(Tafsir QS al-Infithar [82]: 9-12)
كَلَّا بَلۡ تُكَذِّبُونَ بِٱلدِّينِ، وَإِنَّ عَلَيۡكُمۡ لَحَٰفِظِينَ, كِرَامٗا كَٰتِبِينَ, يَعۡلَمُونَ مَا تَفۡعَلُونَ
Bukan hanya durhaka, bahkan kalian mendustakan Hari Pembalasan. Padahal sesungguhnya bagi kalian ada para malaikat yang mengawasi (pekerjaan kalian); yang mulia (di sisi Allah) dan mencatat (pekerjaan-pekerjaan kalian itu). Mereka mengetahui apa saja yang kalian kerjakan (QS al-Infithar [82]: 9-12).
Tafsir Ayat
Allah SWT berfirman: Kallâ bal tukadzdzibûna bi ad-dîn (Bukan hanya durhaka, bahkan kalian mendustakan Hari Pembalasan). Kata kallâ di sini bisa bermakna haqq[an] (sungguh),1 yakni membenarkan kalimat yang akan dikatakan; bisa juga berarti: urusannya tidak seperti yang mereka katakan bahwa kalian dibenarkan menyembah selain Allah SWT.

- **Yang Ditanyakan**:
- a) Dalam tafsir QS al-Infithar di atas, apa arti kata kallâ jika dimaknai sebagai haqq[an]?
- b) Lanjutkan tafsir QS al-Infithar di atas setelah kalimat terakhirnya.
Daftar berikut tidak ada hubungannya dengan tafsir QS al-Infithar.

- **Cuplikan Data**:
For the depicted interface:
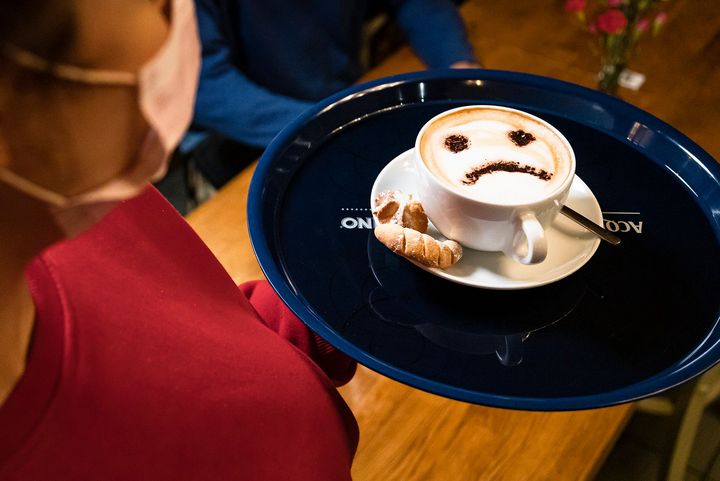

- **Hasil Latihan**:
- a) Artinya "sungguh", yakni membenarkan kalimat yang akan dikatakan.

- b)
Kesimpulan ini ditunjukkan oleh firman Allah SWT dalam ayat sebelumnya: Mâ gharraka bi Rabbika al-Karîm (Apakah yang telah memperdayakan kamu [durhaka] terhadap Tuhanmu Yang Maha Pemurah).2
Ibnu Jarir al-Thabari juga memaknai kata tersebut dengan ungkapan, “Urusannya tidak seperti yang kalian katakan, wahai orang-orang kafir, bahwa kalian berada dalam kebenaran dalam penyembahan kepada selain Allah SWT. Akan tetapi, karena kalian mendustakan pahala dan dosa serta pembalasan.”3
Adapun kata bal di sini berguna untuk menafikan frasa sebelumnya dan memastikan yang lainnya.4 Dalam ayat sebelumnya terdapat celaan dan peringatan keras kepada manusia yang terpedaya sehingga berbuat durhaka kepada Tuhan mereka Yang Maha Pemurah. Tuhan mereka inilah yang menciptakan, menyempurnakan kejadian mereka, dan menjadikan tubuhnya seimbang. Semestinya mereka mensyukuri semua kenikmatan tersebut dengan beriman dan taat kepada Allah SWT. Namun, itu tidak mereka lakukan.
Kemudian disebutkan tukadzdzibûna bi ad-dîn (kalian mendustakan Hari Pembalasan). Dalam ayat ini khithâb-nya bersifat umum. Akan tetapi, maknanya khusus hanya untuk orang-orang kafir.5 Faktanya, tidak semua orang mendustakan ad-dîn. Ada sebagian yang meyakini dan mengimani Hari Pembalasan, ada pula yang mengingkari dan mendustakan Hari Pembalasan. Mereka yang mendustakan itu adalah orang-orang kafir.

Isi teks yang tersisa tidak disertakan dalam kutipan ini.